=== Material shown ===
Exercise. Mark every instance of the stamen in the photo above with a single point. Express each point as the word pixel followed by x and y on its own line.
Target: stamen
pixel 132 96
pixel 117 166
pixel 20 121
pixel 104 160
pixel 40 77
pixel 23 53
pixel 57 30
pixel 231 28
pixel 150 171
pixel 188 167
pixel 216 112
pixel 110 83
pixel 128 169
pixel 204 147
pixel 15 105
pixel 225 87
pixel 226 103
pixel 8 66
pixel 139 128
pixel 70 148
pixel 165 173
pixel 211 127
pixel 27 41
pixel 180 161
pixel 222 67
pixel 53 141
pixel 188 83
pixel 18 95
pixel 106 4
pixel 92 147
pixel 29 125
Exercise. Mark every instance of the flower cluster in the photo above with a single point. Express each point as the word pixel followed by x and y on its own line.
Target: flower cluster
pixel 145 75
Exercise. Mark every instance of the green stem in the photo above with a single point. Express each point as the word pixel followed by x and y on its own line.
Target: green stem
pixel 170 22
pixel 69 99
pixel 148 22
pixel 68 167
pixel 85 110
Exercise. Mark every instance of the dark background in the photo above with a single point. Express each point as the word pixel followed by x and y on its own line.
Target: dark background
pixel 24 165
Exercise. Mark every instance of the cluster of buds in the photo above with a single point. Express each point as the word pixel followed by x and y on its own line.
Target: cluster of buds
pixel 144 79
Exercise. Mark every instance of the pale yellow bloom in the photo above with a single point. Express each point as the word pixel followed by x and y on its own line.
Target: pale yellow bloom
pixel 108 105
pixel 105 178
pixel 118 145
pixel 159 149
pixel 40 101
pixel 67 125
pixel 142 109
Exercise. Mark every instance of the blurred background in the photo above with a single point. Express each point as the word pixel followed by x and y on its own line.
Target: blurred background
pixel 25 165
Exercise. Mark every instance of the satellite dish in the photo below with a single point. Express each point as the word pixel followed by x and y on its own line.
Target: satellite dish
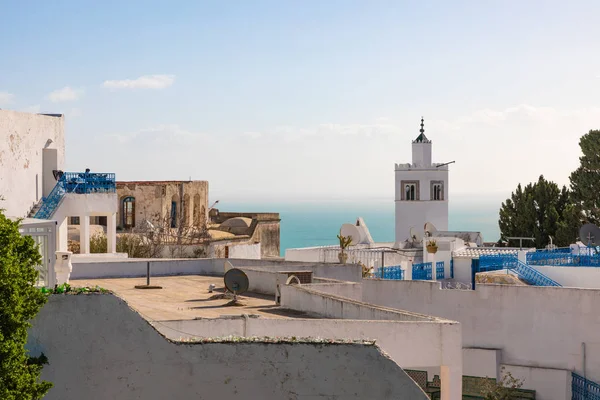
pixel 293 280
pixel 589 234
pixel 430 229
pixel 236 281
pixel 415 235
pixel 353 231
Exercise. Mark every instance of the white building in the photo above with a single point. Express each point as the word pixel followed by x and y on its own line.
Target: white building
pixel 31 147
pixel 421 191
pixel 32 184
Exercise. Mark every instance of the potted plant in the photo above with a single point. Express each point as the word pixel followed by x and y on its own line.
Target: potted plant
pixel 344 244
pixel 432 246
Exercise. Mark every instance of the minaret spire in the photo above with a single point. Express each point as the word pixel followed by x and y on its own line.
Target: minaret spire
pixel 422 138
===
What to do =>
Type the listing out again word for word, passing over each picture.

Reply =>
Exercise. Mark every instance of the stamen in the photo above with a single point. Express each point as the word pixel followed by x and y on its own line.
Target: stamen
pixel 132 96
pixel 117 166
pixel 20 121
pixel 104 160
pixel 40 77
pixel 23 53
pixel 57 30
pixel 231 28
pixel 150 171
pixel 188 167
pixel 216 112
pixel 110 83
pixel 128 169
pixel 204 147
pixel 15 105
pixel 225 87
pixel 226 103
pixel 8 66
pixel 139 128
pixel 70 148
pixel 165 173
pixel 211 127
pixel 27 41
pixel 180 161
pixel 222 67
pixel 53 141
pixel 188 83
pixel 18 95
pixel 106 4
pixel 92 147
pixel 29 125
Exercise. Mark every instance of the flower cluster in the photo above with a single point. Express each point as the word pixel followed by x and y on its own line.
Target: flower cluster
pixel 145 75
Exercise. Mark every instance of the green stem in the photo above with a single point. Express each point as the word pixel followed by x and y on its own line.
Target: green stem
pixel 170 22
pixel 69 99
pixel 148 22
pixel 68 167
pixel 85 110
Exercise. Mark every instance of the dark background in the photo above with a single point. Express each point as the word pixel followed by x and y on its own line.
Target: dark background
pixel 24 165
Exercise. Mark every instance of the cluster of buds in the photo above with a single point. Express each point as the word pixel followed by x and y on its own line.
Target: cluster of buds
pixel 144 79
Exercise. Mark every instance of the pale yellow bloom in the photo above with a single point. Express each point as the word pixel followed by x and y on its own line.
Target: pale yellow bloom
pixel 108 105
pixel 105 178
pixel 118 145
pixel 159 149
pixel 40 101
pixel 67 125
pixel 142 109
Exercise. Mark every instance of the blurred background in the photo above with a single point. Express each point as the word pixel followed by x and y on its own line.
Target: blurred background
pixel 25 165
Exercise. Mark every instance of the satellite dish in the photo below with a single point. Express each point as the word pixel followed by x and y on its own line.
Target: satellite dish
pixel 293 280
pixel 589 234
pixel 430 229
pixel 236 281
pixel 415 235
pixel 353 231
Exercise. Mark every instance of the white building in the photo above with a single point. Express each point as the word pixel followed by x and y on its own line.
Target: white building
pixel 31 147
pixel 421 191
pixel 32 184
Exercise. Mark every instance of the potted plant in the photo above with a single point. Express each point as the word pixel followed by x and y on its own line.
Target: potted plant
pixel 344 244
pixel 432 246
Exercise. Mark every instance of the minaret spire in the photo above with a single point. Express each point as the word pixel followed by x and y on its own line.
Target: minaret spire
pixel 422 138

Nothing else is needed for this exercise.